■ **WHAT YOU ARE ASKED TO DO**:
Every entry must be given again exactly.

■ **LISTED RECORDS**:
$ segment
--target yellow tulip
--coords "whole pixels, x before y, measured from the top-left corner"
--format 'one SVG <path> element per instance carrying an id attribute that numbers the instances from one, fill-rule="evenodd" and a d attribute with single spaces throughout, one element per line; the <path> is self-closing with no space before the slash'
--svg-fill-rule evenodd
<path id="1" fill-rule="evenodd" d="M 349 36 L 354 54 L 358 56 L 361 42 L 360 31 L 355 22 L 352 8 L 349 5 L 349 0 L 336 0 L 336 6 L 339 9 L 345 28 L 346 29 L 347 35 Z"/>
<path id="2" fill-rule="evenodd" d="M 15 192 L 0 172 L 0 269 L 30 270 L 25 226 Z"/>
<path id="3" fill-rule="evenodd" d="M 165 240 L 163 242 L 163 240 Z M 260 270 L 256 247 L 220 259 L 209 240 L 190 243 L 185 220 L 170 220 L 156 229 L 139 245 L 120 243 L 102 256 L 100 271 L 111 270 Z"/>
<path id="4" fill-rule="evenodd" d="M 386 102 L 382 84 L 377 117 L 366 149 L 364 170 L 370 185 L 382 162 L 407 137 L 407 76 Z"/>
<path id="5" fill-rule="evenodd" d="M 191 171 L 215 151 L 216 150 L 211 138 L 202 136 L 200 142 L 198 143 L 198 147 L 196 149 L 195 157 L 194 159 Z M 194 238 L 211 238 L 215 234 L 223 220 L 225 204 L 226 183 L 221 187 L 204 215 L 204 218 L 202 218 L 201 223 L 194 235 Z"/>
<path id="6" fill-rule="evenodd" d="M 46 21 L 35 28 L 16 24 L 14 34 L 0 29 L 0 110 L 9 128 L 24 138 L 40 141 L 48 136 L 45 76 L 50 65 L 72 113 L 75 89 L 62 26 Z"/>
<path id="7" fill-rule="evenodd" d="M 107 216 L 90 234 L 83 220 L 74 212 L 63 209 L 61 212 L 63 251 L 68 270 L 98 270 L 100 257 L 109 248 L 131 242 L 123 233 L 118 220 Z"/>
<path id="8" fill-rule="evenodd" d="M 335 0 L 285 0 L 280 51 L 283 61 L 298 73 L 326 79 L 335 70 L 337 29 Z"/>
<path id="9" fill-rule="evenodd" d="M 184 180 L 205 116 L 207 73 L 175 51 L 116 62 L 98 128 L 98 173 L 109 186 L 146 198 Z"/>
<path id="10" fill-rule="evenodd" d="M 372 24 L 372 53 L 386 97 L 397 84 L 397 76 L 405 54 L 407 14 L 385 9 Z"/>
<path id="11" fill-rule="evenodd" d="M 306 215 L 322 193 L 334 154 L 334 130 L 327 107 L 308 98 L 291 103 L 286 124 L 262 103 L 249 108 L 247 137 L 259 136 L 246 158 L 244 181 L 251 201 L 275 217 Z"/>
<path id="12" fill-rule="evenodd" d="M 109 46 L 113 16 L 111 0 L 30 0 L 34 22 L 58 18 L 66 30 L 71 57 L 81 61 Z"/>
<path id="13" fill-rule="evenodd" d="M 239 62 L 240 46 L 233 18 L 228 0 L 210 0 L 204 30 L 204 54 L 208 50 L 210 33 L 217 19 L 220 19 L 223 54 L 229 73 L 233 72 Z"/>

■ **EXPECTED ANSWER**:
$ segment
--target yellow tulip
--coords "whole pixels, x before y, measured from the top-left corner"
--format 'one SVG <path> element per instance carrying an id attribute that numbers the instances from one, fill-rule="evenodd" and a d attribute with single spaces throughout, one element per line; the <path> is self-closing with no space before the slash'
--svg-fill-rule evenodd
<path id="1" fill-rule="evenodd" d="M 349 36 L 354 54 L 358 56 L 361 42 L 360 31 L 355 22 L 352 8 L 349 5 L 349 0 L 336 0 L 336 6 L 339 9 L 345 28 L 346 29 L 347 35 Z"/>
<path id="2" fill-rule="evenodd" d="M 15 192 L 0 172 L 0 269 L 30 270 L 25 226 Z"/>
<path id="3" fill-rule="evenodd" d="M 165 240 L 163 242 L 163 240 Z M 260 270 L 256 247 L 220 259 L 209 240 L 190 243 L 185 220 L 170 220 L 156 229 L 139 245 L 120 243 L 102 256 L 100 271 L 111 270 Z"/>
<path id="4" fill-rule="evenodd" d="M 386 102 L 382 84 L 377 117 L 366 149 L 364 170 L 370 185 L 382 162 L 407 137 L 407 76 Z"/>
<path id="5" fill-rule="evenodd" d="M 191 171 L 215 151 L 216 150 L 211 138 L 202 136 L 200 142 L 198 143 L 198 147 L 196 149 L 195 157 L 194 159 Z M 194 238 L 211 238 L 215 234 L 223 220 L 225 204 L 226 183 L 221 187 L 204 215 L 204 218 L 202 218 L 201 223 L 194 235 Z"/>
<path id="6" fill-rule="evenodd" d="M 46 21 L 35 28 L 16 24 L 14 34 L 0 29 L 0 110 L 9 128 L 24 138 L 40 141 L 48 136 L 45 76 L 50 65 L 72 113 L 75 89 L 62 26 Z"/>
<path id="7" fill-rule="evenodd" d="M 107 216 L 90 234 L 83 220 L 74 212 L 63 209 L 61 212 L 63 251 L 68 270 L 98 270 L 100 257 L 109 248 L 131 242 L 123 233 L 118 220 Z"/>
<path id="8" fill-rule="evenodd" d="M 335 0 L 285 0 L 280 51 L 283 61 L 298 73 L 326 79 L 335 70 L 337 29 Z"/>
<path id="9" fill-rule="evenodd" d="M 184 180 L 205 116 L 207 73 L 175 51 L 116 62 L 98 128 L 98 173 L 109 186 L 146 198 Z"/>
<path id="10" fill-rule="evenodd" d="M 372 24 L 372 53 L 386 97 L 397 84 L 397 76 L 405 54 L 407 14 L 385 9 Z"/>
<path id="11" fill-rule="evenodd" d="M 306 215 L 322 193 L 334 154 L 334 130 L 327 107 L 308 98 L 291 103 L 286 124 L 262 103 L 249 108 L 247 137 L 259 136 L 246 158 L 244 181 L 251 201 L 275 217 Z"/>
<path id="12" fill-rule="evenodd" d="M 109 46 L 113 16 L 111 0 L 30 0 L 34 22 L 58 18 L 66 30 L 71 57 L 81 61 Z"/>
<path id="13" fill-rule="evenodd" d="M 239 62 L 240 46 L 233 18 L 228 0 L 210 0 L 204 30 L 204 54 L 208 50 L 210 33 L 217 19 L 220 19 L 223 54 L 229 73 L 233 72 Z"/>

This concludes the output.